*WRITTEN PROBLEM*: How many lines in the rows below contain the string "child"? Reply with the number only.

── ROWS ──

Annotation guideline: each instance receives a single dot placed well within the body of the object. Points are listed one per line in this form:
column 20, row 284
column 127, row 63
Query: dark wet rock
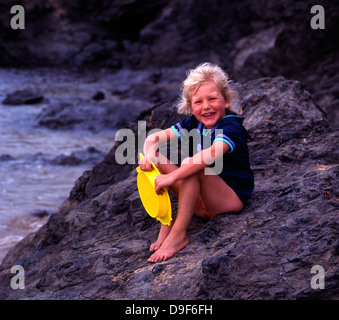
column 86, row 115
column 90, row 156
column 99, row 96
column 96, row 246
column 249, row 39
column 21, row 97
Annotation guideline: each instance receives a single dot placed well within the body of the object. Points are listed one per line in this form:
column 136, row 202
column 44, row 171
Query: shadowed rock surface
column 250, row 39
column 96, row 246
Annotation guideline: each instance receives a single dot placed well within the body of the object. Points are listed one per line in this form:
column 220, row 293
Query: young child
column 206, row 96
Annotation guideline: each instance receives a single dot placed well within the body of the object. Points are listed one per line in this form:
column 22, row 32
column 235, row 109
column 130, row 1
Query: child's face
column 208, row 105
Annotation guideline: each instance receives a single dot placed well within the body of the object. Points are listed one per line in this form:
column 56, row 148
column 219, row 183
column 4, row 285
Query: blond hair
column 204, row 73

───

*EXERCISE RESULT*: 2